RECORD EXCERPTS —
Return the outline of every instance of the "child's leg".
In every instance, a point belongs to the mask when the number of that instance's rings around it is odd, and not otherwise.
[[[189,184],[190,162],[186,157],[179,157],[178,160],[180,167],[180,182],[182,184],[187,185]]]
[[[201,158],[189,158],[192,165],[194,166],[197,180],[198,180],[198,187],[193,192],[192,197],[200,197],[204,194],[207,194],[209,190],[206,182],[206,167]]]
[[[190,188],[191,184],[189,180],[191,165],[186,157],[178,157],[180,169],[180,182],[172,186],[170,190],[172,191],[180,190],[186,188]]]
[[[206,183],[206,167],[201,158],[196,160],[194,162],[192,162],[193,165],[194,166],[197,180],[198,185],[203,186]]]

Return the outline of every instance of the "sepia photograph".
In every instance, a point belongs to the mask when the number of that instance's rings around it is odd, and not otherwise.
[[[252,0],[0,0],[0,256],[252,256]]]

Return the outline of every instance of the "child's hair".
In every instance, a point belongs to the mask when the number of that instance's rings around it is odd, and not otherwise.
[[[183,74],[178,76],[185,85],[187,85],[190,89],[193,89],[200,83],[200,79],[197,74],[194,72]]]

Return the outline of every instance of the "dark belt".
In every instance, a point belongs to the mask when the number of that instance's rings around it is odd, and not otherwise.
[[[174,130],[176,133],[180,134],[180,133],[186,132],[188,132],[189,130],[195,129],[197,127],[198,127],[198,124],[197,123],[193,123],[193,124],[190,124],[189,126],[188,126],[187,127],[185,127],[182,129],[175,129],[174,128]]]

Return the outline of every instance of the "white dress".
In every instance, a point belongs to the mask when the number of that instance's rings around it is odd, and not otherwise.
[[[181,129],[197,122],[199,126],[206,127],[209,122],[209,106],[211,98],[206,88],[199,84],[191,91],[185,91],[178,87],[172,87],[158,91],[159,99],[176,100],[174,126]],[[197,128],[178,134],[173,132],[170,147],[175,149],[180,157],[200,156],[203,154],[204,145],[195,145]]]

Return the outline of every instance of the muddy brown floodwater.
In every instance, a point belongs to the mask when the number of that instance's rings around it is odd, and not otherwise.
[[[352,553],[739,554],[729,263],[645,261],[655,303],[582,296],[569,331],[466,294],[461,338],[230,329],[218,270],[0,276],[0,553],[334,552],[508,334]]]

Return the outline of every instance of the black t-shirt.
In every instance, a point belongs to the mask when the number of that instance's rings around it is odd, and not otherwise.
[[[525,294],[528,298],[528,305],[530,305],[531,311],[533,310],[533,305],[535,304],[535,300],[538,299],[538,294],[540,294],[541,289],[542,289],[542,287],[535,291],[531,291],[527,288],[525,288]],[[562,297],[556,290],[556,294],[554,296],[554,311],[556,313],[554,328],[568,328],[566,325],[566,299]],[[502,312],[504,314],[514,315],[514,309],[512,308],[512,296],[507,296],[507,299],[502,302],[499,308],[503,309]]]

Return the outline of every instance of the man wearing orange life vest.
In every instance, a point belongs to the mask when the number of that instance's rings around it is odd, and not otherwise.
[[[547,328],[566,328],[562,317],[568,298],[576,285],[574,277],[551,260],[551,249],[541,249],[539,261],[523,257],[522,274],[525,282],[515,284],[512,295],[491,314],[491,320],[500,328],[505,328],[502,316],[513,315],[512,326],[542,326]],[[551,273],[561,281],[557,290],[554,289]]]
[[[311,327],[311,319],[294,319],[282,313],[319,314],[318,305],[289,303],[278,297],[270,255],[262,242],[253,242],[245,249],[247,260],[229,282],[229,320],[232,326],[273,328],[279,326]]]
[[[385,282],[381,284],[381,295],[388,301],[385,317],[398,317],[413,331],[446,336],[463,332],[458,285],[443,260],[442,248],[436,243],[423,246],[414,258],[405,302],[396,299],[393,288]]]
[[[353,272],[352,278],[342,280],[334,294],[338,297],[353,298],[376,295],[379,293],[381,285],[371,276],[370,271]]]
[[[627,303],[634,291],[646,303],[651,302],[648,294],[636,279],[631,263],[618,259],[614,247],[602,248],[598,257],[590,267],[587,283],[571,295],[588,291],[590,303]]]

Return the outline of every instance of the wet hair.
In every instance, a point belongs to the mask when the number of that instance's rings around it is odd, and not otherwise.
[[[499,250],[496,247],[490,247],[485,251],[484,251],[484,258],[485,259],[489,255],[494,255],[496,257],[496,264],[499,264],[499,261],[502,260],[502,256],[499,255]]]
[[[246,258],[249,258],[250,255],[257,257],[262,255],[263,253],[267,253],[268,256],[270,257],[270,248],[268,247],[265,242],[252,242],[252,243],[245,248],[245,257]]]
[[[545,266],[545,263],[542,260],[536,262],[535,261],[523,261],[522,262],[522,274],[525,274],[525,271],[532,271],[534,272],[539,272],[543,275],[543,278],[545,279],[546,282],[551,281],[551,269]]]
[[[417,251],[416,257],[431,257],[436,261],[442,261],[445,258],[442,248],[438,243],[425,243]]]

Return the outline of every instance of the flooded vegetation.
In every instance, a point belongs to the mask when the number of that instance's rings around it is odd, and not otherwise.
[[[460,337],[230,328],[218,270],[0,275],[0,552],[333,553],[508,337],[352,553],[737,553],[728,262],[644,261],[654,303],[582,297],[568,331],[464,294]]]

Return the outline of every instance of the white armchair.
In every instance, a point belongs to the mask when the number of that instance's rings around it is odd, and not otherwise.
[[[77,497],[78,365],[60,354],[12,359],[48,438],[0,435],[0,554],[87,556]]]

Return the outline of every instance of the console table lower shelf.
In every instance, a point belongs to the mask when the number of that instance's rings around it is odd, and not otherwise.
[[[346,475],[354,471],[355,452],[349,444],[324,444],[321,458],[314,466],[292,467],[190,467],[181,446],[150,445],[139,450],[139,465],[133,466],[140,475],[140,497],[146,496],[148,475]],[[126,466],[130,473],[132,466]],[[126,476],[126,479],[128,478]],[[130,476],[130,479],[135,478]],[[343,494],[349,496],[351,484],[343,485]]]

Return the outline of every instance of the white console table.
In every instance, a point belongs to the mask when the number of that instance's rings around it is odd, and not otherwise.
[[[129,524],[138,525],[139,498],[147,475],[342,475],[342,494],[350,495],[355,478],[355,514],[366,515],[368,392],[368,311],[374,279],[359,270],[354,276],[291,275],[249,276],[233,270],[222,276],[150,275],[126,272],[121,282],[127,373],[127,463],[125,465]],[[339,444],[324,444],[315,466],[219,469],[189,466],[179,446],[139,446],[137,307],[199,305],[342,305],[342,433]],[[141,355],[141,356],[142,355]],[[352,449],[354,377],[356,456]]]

WHAT TO DO — Exactly reproduce the lines that run from the line with "Return the outline of every instance of the flooded" through the last line of the records, inclusive.

SOLUTION —
Return the outline of every instance of the flooded vegetation.
In every instance, a point belongs to the mask when the number of that instance's rings around it is odd, and not otherwise.
[[[460,337],[230,328],[218,270],[0,275],[0,552],[333,553],[508,337],[352,553],[737,553],[728,262],[644,261],[654,303],[582,297],[568,331],[464,294]]]

Return the outline of every instance of the white armchair.
In every instance, a point belongs to the mask when the number of that instance's rings around it is odd, and not otherwise.
[[[77,497],[78,365],[60,354],[12,359],[48,438],[0,435],[0,554],[87,556]]]

Return the outline of every instance of the console table lower shelf.
In every instance, a point belongs to the mask when the number of that instance's rings around it is odd, and not otherwise.
[[[346,475],[354,471],[355,452],[349,444],[324,444],[321,458],[314,466],[292,467],[190,467],[181,446],[150,445],[139,450],[139,465],[133,466],[140,475],[140,497],[146,496],[148,475]],[[126,466],[130,473],[132,466]],[[126,476],[126,479],[128,478]],[[130,476],[130,479],[135,478]],[[343,494],[349,496],[351,484],[343,485]]]

Return the outline of every instance of the white console table.
In every instance, a point belongs to the mask when the number of that instance's rings around it is odd, and not otherwise.
[[[129,524],[138,525],[139,498],[147,475],[342,475],[342,494],[350,495],[355,478],[355,514],[366,515],[368,392],[368,311],[374,279],[359,270],[354,276],[291,275],[249,276],[233,270],[222,276],[150,275],[126,272],[121,282],[127,373],[127,463],[125,465]],[[339,444],[324,444],[315,466],[219,469],[189,466],[179,446],[139,446],[137,307],[199,305],[342,305],[342,433]],[[141,355],[141,356],[142,355]],[[352,449],[354,377],[356,456]]]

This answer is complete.